Приведённый текст ▸
************
Мне самому Господь судил принимать участие в погребении Свят [ейшего] Патриарха Тихона, и я ни от кого не слышал и сам не чувствовал какого-либо огорчения за почившего первосвятителя. Мы, окружавшие дорогой гроб, умилялись дивными глубоко содержательными песнопениями и молитвословиями совершавшегося чина, совсем забыв о том, что он носит название «погребения священников».
На Соборе 17 года в Богослужебном отделе было высказано пожелание о составлении чина диаконского погребения[17].
Не знаю, поднимался ли там вопрос об архиерейском погребении (я тогда еще не был на Соборе). Но во всяком случае в доклад «Об упорядочении богослужения» внесено только пожелание о составлении одного чина диаконского погребения.
В Архиерейском Торжественнике преосв [ященного] Ювеналия был помещен «чин архиерейского отпевания». Сколько могу судить на основании моих бесед по литургическим вопросам, и в частности о Торжественнике пр [еосвященного] Ювеналия, с преосвященными Питиримом (Крыловым)[18] и Иоанном (Широковым), хорошо знакомыми с Торжественником, – преосв [ященный] Ювеналий вообще не составлял новых чинопоследований. Он только разыскивал древние, собирал их из старых архиерейских чиновников, монастырских обиходников, древнепечатных книг, узнавал и записывал современную практику уставных обителей и храмов. И в отношении чина архиерейского погребения он, несомненно, внес в свой Торжественник только то, что было напечатано в филаретовском Потребнике, а потом перепечатано в «Номоканоне с Чиновником», изданном в 1877 г. в Молдовалахии и позднее протоиереем Мальцевым[19].
Теперь перехожу к тексту нового чина погребения. Если действительно теперь потребен новый чин архиерейского погребения, то он, конечно, должен быть составлен с еще большим приближением к утреням В [еликого] Пятка и В [еликой] Субботы. В частности, в качестве припевов к стихам 17 [-й] кафизмы могут быть присоединены похвалы, подобные великосубботним и успенским. Такие похвалы могут быть у гроба святителя, но, конечно, не в смысле восхваления усопшего, а в качестве прославления Господа, призвавшего усопшего к великому служению, сподоблявшего его совершать великие таинства, в нихже
Ангели проникнути желают. Такие похвалы вполне уместны, тем более что все чины погребения (как и др. заупокойные последования) по своему строю и содержанию – не только моление о прощении грехов усопшего, но в значительно большей степени – это чествование, в данном случае прощальное чествование от лица Церкви и всех братий собрата, отходящего от нас в дальний путь.
************
Извлечённый список ▸
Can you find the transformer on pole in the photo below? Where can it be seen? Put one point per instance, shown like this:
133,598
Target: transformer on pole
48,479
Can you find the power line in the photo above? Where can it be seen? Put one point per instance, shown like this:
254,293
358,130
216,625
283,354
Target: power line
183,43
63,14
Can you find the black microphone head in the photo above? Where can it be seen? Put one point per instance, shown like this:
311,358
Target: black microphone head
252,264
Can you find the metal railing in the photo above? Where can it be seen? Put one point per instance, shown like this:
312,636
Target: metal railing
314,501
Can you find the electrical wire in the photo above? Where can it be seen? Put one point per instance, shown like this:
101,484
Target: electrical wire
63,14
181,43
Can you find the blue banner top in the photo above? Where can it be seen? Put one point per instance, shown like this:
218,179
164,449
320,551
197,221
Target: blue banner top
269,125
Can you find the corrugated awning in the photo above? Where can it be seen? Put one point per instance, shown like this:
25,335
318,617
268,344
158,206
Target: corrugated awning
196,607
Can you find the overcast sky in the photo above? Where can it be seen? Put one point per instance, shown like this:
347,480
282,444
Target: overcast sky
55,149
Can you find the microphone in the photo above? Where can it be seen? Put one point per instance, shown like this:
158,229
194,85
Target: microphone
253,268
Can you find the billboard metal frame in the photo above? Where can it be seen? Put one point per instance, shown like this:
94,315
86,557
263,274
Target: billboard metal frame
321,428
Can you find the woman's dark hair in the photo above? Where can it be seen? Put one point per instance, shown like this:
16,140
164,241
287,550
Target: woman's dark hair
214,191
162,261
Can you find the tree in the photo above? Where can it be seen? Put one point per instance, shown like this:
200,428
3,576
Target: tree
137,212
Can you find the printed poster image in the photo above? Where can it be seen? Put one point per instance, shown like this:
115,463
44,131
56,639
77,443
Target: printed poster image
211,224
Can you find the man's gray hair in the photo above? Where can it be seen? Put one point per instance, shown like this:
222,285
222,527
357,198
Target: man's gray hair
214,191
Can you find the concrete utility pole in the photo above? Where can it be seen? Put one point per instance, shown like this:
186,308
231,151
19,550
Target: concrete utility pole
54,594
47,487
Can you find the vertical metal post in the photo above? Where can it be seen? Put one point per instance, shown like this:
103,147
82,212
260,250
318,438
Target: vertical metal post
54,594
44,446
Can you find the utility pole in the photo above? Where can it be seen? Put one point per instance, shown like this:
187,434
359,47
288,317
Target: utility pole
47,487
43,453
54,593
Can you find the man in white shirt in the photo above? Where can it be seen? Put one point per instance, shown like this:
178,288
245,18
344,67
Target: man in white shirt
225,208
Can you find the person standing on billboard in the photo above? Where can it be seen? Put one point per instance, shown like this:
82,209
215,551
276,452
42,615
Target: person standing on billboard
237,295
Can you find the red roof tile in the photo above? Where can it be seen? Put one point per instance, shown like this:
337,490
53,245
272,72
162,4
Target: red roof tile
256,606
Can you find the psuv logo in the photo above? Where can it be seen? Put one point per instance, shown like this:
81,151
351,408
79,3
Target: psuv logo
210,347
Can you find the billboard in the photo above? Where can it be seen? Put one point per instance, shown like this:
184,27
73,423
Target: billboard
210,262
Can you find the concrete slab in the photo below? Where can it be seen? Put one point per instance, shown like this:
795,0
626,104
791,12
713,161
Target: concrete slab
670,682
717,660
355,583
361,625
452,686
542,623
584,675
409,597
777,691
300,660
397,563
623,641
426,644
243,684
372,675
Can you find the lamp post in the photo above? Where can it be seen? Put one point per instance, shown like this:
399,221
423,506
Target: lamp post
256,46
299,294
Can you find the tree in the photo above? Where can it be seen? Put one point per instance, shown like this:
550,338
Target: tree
************
Задание ▸
Перепишите фрагмент текста о чине архиерейского погребения начиная со слов «В Архиерейском Торжественнике» вплоть до слов «позднее протоиереем Мальцевым[19].» включительно, заменив «архиерейских чиновников» на «архиерейских служебников».

Ответ на задание ▸
В Архиерейском Торжественнике преосв [ященного] Ювеналия был помещен «чин архиерейского отпевания». Сколько могу судить на основании моих бесед по литургическим вопросам, и в частности о Торжественнике пр [еосвященного] Ювеналия, с преосвященными Питиримом (Крыловым)[18] и Иоанном (Широковым), хорошо знакомыми с Торжественником, – преосв [ященный] Ювеналий вообще не составлял новых чинопоследований. Он только разыскивал древние, собирал их из старых архиерейских служебников, монастырских обиходников, древнепечатных книг, узнавал и записывал современную практику уставных обителей и храмов. И в отношении чина архиерейского погребения он, несомненно, внес в свой Торжественник только то, что было напечатано в филаретовском Потребнике, а потом перепечатано в «Номоканоне с Чиновником», изданном в 1877 г. в Молдовалахии и позднее протоиереем Мальцевым[19].